The contact patterns 170 may be formed of a conductive material, for example, doped monocrystalline silicon, doped polycrystalline silicon, metal, conductive metal nitride, metal-semiconductor compound, conductive metal oxide, conductive graphene, carbon nanotubes, or combinations thereof. In some implementations, the contact patterns 170 may include first to fourth contact layers 170a, 170b, 170c, and 170d that are sequentially stacked. For example, the first contact layer 170a comprises doped monocrystalline silicon, the second contact layer 170b comprises doped polycrystalline silicon, the third contact layer 170c comprises a silicide material, and the fourth contact layer 170d may include a metal. However, the number of layers and the type of material of the contact patterns 170 may be variously changed.

The information storage structures 180 may include first electrodes 182 electrically connected to the contact patterns 170, a second electrode 186 covering the first electrodes 182, and a dielectric layer 184 between the first electrodes 182 and the second electrode 186.

In some implementations, the information storage structures 180 are capacitors for storing information in a DRAM. For example, the dielectric layer 184 of the information storage structures 180 may be a capacitor dielectric layer of a DRAM, and the dielectric layer 184 may include a high dielectric, silicon oxide, silicon nitride, silicon oxynitride, or combinations thereof.

In some implementations, the information storage structures 180 are structures for storing information in a memory other than a DRAM. For example, the dielectric layer 184 of the information storage structures 180 may be a capacitor dielectric layer of a ferroelectric memory (FeRAM). In this case, the dielectric layer 184 may be a ferroelectric layer capable of recording data using a polarization state. The ferroelectric layer may also include a lower dielectric layer comprising at least one of silicon oxide or a high-K dielectric, and a ferroelectric layer disposed on the lower dielectric layer, in another implementation.

### TASK INSTRUCTIONS
Write the next part of the passage on contact patterns and information storage structures, starting right after its final sentence.

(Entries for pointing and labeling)
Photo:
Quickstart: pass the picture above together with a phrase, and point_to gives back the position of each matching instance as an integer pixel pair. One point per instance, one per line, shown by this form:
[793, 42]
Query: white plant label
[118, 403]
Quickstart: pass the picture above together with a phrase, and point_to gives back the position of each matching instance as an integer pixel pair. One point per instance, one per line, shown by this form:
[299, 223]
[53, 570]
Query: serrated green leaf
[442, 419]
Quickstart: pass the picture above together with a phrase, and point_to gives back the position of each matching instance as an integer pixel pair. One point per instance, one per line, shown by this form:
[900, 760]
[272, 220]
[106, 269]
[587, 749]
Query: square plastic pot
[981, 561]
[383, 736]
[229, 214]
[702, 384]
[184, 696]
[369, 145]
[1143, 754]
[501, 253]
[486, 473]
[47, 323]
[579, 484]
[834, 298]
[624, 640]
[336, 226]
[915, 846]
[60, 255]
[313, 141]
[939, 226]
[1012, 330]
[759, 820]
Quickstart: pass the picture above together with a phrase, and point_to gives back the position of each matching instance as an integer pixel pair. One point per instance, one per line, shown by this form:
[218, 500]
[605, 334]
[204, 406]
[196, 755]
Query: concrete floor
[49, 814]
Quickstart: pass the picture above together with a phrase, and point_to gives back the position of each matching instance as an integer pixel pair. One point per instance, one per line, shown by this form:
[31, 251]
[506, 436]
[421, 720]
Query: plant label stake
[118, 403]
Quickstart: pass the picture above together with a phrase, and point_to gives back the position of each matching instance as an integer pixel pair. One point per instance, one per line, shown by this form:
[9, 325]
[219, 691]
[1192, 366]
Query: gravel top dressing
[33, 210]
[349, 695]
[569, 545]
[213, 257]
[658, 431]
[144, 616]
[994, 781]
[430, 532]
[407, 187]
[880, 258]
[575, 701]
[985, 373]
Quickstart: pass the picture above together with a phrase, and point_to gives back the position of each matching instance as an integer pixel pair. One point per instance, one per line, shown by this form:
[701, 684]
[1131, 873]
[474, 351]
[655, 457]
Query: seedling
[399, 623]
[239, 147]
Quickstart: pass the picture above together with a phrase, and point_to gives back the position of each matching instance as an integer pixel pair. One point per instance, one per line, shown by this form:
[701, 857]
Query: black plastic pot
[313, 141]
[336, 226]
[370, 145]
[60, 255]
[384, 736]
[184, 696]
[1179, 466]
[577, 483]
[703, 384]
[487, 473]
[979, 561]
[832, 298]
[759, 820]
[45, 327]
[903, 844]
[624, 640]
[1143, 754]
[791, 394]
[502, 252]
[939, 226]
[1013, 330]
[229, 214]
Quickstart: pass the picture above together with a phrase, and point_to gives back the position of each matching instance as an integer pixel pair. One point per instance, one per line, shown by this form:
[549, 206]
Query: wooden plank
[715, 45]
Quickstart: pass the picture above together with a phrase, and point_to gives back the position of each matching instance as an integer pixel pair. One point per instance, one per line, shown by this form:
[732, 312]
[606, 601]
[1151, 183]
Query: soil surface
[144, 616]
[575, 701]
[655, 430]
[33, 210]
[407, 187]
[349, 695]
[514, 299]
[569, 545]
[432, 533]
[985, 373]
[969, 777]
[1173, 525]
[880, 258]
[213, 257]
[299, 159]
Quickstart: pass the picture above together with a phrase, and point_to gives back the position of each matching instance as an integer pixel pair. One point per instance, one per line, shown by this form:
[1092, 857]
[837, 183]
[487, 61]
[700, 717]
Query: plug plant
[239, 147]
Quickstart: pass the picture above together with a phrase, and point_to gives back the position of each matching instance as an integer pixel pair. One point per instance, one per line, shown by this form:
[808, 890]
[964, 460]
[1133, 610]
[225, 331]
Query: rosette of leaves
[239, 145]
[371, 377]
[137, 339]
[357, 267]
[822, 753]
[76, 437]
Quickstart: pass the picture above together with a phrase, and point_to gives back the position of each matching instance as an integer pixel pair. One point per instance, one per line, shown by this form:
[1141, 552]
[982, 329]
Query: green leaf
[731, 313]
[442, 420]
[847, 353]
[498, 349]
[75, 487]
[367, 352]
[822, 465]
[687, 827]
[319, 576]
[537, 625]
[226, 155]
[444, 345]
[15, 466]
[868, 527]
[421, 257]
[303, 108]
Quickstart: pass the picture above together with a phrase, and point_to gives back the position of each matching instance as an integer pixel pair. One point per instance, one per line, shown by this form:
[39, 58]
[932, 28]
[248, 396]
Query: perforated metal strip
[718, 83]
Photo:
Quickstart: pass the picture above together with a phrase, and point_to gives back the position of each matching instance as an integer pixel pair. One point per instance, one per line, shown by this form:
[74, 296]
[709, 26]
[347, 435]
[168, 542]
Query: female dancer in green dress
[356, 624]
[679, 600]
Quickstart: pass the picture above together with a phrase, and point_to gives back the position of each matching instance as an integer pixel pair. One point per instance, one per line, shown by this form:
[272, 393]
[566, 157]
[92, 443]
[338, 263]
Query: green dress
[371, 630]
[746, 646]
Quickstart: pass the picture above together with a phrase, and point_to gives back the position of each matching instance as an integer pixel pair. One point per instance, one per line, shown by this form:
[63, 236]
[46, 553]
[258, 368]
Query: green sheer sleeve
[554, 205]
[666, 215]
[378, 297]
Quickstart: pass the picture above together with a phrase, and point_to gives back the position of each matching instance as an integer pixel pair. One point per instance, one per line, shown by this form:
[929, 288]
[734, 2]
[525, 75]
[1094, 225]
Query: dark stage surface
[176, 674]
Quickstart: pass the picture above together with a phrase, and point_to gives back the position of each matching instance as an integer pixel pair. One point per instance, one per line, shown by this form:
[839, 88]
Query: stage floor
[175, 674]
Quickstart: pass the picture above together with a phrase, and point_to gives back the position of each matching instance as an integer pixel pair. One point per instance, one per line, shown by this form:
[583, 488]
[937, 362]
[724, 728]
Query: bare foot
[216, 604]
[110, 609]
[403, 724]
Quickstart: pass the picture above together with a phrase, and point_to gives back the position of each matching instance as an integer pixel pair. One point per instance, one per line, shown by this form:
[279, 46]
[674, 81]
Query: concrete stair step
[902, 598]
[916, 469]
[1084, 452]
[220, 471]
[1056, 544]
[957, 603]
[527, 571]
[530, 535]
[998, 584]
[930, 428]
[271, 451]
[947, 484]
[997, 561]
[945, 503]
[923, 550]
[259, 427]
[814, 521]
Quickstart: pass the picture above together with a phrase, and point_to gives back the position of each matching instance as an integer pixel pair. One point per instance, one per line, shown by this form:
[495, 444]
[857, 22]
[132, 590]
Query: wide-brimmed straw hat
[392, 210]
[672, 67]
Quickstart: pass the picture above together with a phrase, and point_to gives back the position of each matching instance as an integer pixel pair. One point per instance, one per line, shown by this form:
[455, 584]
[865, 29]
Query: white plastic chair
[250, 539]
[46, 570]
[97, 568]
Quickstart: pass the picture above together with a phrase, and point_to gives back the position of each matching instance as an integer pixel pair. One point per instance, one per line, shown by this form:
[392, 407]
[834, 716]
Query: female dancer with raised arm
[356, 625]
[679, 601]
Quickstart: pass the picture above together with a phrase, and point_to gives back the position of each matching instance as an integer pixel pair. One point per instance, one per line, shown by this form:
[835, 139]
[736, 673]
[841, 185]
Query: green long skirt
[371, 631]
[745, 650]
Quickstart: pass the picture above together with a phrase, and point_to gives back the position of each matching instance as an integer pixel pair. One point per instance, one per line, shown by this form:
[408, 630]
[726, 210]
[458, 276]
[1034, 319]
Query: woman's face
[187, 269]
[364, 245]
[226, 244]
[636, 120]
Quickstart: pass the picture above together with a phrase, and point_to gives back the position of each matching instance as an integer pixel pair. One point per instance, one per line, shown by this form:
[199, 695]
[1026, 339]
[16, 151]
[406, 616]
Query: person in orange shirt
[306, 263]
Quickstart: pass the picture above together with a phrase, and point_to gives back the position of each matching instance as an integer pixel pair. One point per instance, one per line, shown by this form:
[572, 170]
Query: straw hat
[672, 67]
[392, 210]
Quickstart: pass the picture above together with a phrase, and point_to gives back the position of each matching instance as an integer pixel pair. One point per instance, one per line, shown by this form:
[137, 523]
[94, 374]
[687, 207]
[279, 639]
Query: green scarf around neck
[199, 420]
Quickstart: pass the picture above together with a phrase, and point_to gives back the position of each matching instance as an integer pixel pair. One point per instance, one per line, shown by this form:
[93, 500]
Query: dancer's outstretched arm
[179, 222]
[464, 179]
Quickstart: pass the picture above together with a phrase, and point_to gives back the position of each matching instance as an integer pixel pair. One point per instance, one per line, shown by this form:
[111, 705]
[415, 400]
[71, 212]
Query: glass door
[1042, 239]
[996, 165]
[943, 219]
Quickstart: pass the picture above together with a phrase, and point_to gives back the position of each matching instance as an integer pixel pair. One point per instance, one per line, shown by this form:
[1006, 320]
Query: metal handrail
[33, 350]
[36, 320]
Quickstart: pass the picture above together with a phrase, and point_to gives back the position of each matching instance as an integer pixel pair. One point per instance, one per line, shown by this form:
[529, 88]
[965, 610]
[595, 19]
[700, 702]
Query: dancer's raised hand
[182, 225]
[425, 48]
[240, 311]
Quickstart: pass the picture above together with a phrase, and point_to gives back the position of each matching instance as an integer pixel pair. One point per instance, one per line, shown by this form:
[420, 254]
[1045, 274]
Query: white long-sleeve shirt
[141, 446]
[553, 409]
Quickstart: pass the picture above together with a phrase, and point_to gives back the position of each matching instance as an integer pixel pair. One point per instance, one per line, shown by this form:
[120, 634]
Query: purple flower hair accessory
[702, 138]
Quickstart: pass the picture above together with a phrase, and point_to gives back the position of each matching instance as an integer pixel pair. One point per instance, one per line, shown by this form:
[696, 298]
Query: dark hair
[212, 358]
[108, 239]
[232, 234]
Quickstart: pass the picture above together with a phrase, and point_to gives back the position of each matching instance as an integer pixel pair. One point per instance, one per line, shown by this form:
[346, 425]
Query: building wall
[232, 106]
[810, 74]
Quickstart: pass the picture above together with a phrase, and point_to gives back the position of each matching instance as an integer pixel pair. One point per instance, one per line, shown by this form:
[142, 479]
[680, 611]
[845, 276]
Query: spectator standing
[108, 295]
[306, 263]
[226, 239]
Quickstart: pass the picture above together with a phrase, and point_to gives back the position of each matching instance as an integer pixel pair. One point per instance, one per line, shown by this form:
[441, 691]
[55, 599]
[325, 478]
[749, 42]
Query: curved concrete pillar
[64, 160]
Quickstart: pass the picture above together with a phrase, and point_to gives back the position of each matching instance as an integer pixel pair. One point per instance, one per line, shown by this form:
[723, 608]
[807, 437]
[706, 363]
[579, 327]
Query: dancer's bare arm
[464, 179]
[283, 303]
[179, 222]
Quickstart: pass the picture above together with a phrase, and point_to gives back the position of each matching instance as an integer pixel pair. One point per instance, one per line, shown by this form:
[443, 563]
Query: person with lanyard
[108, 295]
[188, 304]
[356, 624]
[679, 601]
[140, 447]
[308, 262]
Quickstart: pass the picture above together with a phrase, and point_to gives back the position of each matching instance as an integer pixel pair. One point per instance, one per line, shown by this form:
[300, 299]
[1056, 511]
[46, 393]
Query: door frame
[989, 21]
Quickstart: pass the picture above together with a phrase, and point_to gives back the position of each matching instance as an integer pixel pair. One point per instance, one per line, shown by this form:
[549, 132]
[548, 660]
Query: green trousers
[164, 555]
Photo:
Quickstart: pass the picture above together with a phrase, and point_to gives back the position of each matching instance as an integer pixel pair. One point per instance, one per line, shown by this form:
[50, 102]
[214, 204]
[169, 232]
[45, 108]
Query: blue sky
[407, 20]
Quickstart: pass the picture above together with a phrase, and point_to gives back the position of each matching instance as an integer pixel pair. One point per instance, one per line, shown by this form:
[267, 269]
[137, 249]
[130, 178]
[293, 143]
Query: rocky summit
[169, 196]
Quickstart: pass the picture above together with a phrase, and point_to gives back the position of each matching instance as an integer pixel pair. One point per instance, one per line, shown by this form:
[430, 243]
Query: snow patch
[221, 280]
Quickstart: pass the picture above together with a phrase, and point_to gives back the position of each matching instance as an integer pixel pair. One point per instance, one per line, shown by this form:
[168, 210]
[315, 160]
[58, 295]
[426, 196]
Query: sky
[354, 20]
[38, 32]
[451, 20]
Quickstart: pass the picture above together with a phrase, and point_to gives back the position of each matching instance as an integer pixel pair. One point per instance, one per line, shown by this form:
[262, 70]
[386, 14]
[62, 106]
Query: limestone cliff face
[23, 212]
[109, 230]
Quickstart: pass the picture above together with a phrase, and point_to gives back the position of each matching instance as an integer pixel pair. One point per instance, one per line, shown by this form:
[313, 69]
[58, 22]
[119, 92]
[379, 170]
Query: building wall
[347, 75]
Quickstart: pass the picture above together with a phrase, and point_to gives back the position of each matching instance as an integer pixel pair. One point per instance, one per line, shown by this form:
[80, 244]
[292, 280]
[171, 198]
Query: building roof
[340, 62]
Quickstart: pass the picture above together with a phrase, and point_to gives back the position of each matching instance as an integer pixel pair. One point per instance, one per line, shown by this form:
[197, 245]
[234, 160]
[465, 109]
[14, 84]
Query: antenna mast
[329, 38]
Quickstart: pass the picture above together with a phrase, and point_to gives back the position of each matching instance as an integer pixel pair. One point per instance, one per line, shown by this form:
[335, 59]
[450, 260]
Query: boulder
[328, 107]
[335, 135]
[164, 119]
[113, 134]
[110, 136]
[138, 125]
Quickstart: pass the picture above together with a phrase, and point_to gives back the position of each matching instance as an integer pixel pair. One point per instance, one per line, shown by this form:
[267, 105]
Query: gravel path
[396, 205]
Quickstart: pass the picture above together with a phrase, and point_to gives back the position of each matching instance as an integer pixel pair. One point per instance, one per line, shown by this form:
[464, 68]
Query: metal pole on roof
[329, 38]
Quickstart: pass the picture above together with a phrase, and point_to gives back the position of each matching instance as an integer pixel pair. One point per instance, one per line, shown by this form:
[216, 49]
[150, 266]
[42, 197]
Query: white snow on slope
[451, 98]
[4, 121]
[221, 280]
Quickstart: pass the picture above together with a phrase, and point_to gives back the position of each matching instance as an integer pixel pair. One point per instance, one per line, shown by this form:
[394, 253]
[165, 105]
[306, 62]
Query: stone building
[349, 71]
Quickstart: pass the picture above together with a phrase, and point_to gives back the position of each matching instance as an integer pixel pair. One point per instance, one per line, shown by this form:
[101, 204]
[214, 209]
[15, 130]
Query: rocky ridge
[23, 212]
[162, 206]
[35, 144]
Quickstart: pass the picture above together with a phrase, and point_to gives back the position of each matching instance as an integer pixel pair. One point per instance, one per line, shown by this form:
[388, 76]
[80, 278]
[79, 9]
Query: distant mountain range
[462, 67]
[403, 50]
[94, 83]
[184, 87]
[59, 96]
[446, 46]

### SOLVED PROBLEM
Hereinafter, various modifications of the components of the above-described examples will be described with reference to FIGS. 4A to 7. Various modifications of the components of the above-described examples to be described below will be mainly described with reference to the component being modified or the component being replaced. In addition, the components that may be modified or replaced described below are described with reference to the following drawings, but the components that may be modified or replaced are combined with each other, or combined with the components described above to configure a semiconductor device according to an example of the present disclosure.

FIGS. 4A to 4E are partially enlarged cross-sectional views of examples of semiconductor devices. FIGS. 4A to 4E are enlarged views of an area corresponding to area ‘A’ of FIG. 2.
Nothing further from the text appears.